## THE PROBLEM
Copy out each record that follows exactly, and omit any picture you find.

## GIVEN INFORMATION
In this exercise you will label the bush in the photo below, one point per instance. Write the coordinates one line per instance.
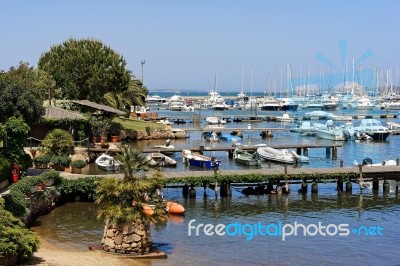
(78, 164)
(15, 201)
(5, 168)
(43, 159)
(84, 187)
(58, 142)
(15, 238)
(59, 160)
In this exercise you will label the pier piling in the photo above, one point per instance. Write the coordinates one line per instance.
(192, 192)
(386, 186)
(314, 187)
(349, 187)
(375, 184)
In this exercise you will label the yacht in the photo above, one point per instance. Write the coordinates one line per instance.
(374, 129)
(329, 131)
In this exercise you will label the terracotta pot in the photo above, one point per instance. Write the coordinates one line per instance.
(115, 139)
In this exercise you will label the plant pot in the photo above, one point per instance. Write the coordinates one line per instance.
(115, 139)
(103, 141)
(75, 170)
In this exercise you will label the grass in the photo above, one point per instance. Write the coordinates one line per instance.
(136, 124)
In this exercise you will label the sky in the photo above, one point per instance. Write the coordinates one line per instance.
(186, 44)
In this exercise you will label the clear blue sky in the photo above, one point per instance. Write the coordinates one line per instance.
(184, 43)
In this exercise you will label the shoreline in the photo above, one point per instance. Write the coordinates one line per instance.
(52, 255)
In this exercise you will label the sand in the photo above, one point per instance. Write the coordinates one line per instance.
(52, 255)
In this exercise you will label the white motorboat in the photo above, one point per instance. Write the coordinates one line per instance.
(329, 131)
(374, 129)
(316, 115)
(107, 162)
(159, 159)
(283, 156)
(215, 120)
(211, 136)
(284, 118)
(305, 128)
(166, 149)
(368, 162)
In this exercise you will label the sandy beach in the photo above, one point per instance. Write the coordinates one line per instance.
(52, 255)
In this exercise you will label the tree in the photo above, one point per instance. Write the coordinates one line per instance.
(21, 92)
(16, 135)
(134, 96)
(128, 205)
(58, 142)
(85, 69)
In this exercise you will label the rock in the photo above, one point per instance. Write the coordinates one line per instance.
(110, 233)
(140, 232)
(125, 246)
(127, 229)
(110, 243)
(118, 238)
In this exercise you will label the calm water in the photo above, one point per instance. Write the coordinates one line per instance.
(77, 220)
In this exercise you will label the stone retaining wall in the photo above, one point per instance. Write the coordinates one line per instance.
(130, 238)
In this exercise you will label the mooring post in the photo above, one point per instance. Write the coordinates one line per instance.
(328, 152)
(314, 187)
(185, 191)
(339, 185)
(192, 191)
(334, 153)
(386, 186)
(225, 189)
(375, 184)
(304, 187)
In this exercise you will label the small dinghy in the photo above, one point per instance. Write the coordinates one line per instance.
(107, 162)
(159, 159)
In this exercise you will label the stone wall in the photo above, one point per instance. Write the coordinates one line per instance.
(130, 238)
(41, 202)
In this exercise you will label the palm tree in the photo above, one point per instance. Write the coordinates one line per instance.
(130, 204)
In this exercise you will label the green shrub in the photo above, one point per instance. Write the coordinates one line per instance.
(15, 238)
(5, 168)
(58, 142)
(59, 160)
(15, 201)
(82, 186)
(78, 164)
(43, 159)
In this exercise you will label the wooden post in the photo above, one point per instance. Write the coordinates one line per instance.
(185, 191)
(225, 189)
(192, 191)
(339, 185)
(314, 187)
(386, 186)
(375, 184)
(328, 152)
(349, 187)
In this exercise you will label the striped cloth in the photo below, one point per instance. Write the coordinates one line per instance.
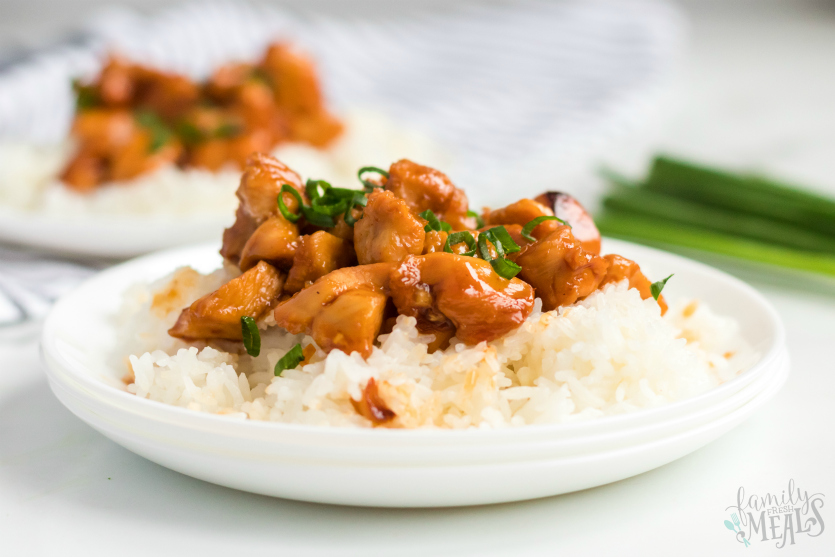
(513, 92)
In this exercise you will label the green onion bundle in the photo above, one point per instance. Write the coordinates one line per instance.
(749, 217)
(326, 203)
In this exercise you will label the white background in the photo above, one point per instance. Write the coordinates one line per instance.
(757, 89)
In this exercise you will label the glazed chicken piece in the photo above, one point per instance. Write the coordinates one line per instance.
(258, 194)
(425, 188)
(114, 146)
(435, 241)
(100, 133)
(141, 155)
(317, 255)
(560, 270)
(621, 268)
(387, 231)
(444, 290)
(521, 213)
(296, 90)
(169, 95)
(342, 310)
(275, 242)
(569, 209)
(236, 236)
(371, 406)
(218, 315)
(261, 183)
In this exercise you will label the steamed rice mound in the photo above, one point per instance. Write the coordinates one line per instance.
(609, 354)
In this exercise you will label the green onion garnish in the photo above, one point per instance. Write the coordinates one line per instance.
(190, 134)
(252, 337)
(316, 218)
(434, 224)
(227, 130)
(656, 287)
(285, 212)
(503, 243)
(358, 199)
(457, 238)
(478, 220)
(505, 268)
(290, 360)
(160, 133)
(326, 202)
(528, 228)
(85, 96)
(366, 183)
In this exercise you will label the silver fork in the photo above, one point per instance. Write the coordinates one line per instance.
(735, 518)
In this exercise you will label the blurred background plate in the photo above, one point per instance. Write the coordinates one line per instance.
(520, 96)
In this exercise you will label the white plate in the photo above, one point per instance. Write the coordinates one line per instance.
(116, 237)
(526, 93)
(392, 467)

## EXERCISE RESULT
In this exercise you will label the bush in the photo below, one point per instance. Write the coordinates one line per instance.
(78, 164)
(15, 201)
(5, 168)
(43, 159)
(84, 187)
(58, 142)
(15, 238)
(59, 160)
In this exercise you will label the pier piling in the photo above, one point per instance. Write the coordinates one line per instance.
(192, 192)
(386, 186)
(314, 187)
(349, 187)
(375, 184)
In this exercise you will label the yacht in the photo above, one point per instance. Write the coordinates one line per instance.
(374, 129)
(329, 131)
In this exercise you will label the terracotta pot in the photo above, one point per instance. Write the coordinates one line per instance.
(115, 139)
In this exercise you will label the plant pot in the photo above, one point per instance. Write the coordinates one line per instance.
(115, 139)
(103, 141)
(75, 170)
In this exercise you will label the grass in the photo above, one point per instance. Write the coordinates one line per instance.
(136, 124)
In this exercise you will label the sky in the photo above, one point per instance. Write the coordinates one line per instance.
(186, 44)
In this exercise you will label the clear blue sky in the photo above, one point per instance. Write the coordinates one line per instance.
(184, 43)
In this exercise you will label the shoreline in the photo above, one point per instance. Write the coordinates one line per instance.
(52, 255)
In this exercise you will label the sand in the photo above, one point per instance. Write the coordinates one line per instance.
(52, 255)
In this exercise you will label the white motorboat in the photo above, one point per instance. Write the coordinates one line per instance.
(329, 131)
(374, 129)
(316, 115)
(107, 162)
(159, 159)
(283, 156)
(215, 120)
(211, 136)
(284, 118)
(305, 128)
(166, 149)
(368, 162)
In this exercise you will label the sandy beach in the photo above, one point per instance. Write the coordinates one line per instance.
(52, 255)
In this exercise you will label the tree in the photo above, one point per instance. Write the coordinates one line per instance.
(21, 92)
(16, 135)
(134, 96)
(128, 205)
(58, 142)
(85, 69)
In this exercise you will label the rock in the photo above, one point per instance. Write the coordinates one line per instance.
(110, 233)
(140, 232)
(125, 246)
(127, 229)
(110, 243)
(118, 238)
In this exercise you will label the calm water in the photo above, one point per instance. Write the coordinates one line per instance.
(77, 220)
In this exercise you will label the stone retaining wall in the photo above, one point per instance. Write the coordinates one line per instance.
(130, 238)
In this exercise you will label the mooring post in the photo above, one point per instance. Write the coordinates one line per instance.
(328, 152)
(314, 187)
(185, 191)
(339, 185)
(192, 191)
(334, 153)
(386, 186)
(225, 189)
(375, 184)
(304, 187)
In this exercise you will label the small dinghy in the photo above, one point per instance. Write the coordinates one line per instance.
(107, 162)
(159, 159)
In this exercise you will label the stone wall in the photo above, one point per instance. Write the coordinates one line per instance.
(130, 238)
(41, 202)
In this exercise you will label the palm tree in the photo above, one point per instance. Write the coordinates one line per instance.
(130, 204)
In this exercise you will label the green shrub in the photo above, one point per instance. Write the coordinates one line per instance.
(15, 238)
(5, 168)
(58, 142)
(59, 160)
(15, 201)
(82, 186)
(78, 164)
(43, 159)
In this exercise you will label the wooden post in the photo above, one point per instance. Write the coordinates one line per instance.
(185, 191)
(225, 189)
(192, 191)
(339, 185)
(314, 187)
(386, 186)
(375, 184)
(328, 152)
(349, 187)
In this exercise you will label the striped cloth in the photo below, one point per instance. Write the coordinates one line per instance.
(513, 92)
In this exercise you will label the green onion bundle in the photo above, one point per instance. Write the coordinates one line per instance.
(749, 217)
(326, 203)
In this exercise you will label the white background in the photo above, one point per instance. Write the coordinates one line per instance.
(757, 89)
In this exercise you will label the glazed chicken piece in the photo above, one point per instance. Write the coordinates one line per instance.
(258, 194)
(425, 188)
(114, 146)
(435, 241)
(100, 133)
(141, 155)
(317, 255)
(560, 270)
(621, 268)
(387, 231)
(444, 290)
(521, 213)
(296, 90)
(169, 95)
(342, 310)
(275, 242)
(569, 209)
(236, 236)
(371, 406)
(218, 315)
(261, 183)
In this exercise you will label the steamed rice mound in the photo above, one point per instance. Write the coordinates one line per instance.
(609, 354)
In this exercise you will label the green onion garnish in the photo above, one point per instance. Write the coordinates one line per instance.
(190, 134)
(252, 337)
(316, 218)
(434, 224)
(227, 130)
(656, 287)
(285, 212)
(503, 243)
(358, 199)
(457, 238)
(478, 220)
(505, 268)
(290, 360)
(160, 133)
(326, 202)
(528, 228)
(85, 96)
(366, 183)
In this exercise you will label the silver fork in the photo above, one point per instance. Write the coordinates one line per instance.
(735, 518)
In this exercise you will label the blurred background plate in the photo above, one point per instance. Write the coordinates one line per instance.
(520, 96)
In this exercise you will label the white plate in the photo above, one point per instance. Write the coordinates one line per instance.
(116, 237)
(526, 93)
(392, 467)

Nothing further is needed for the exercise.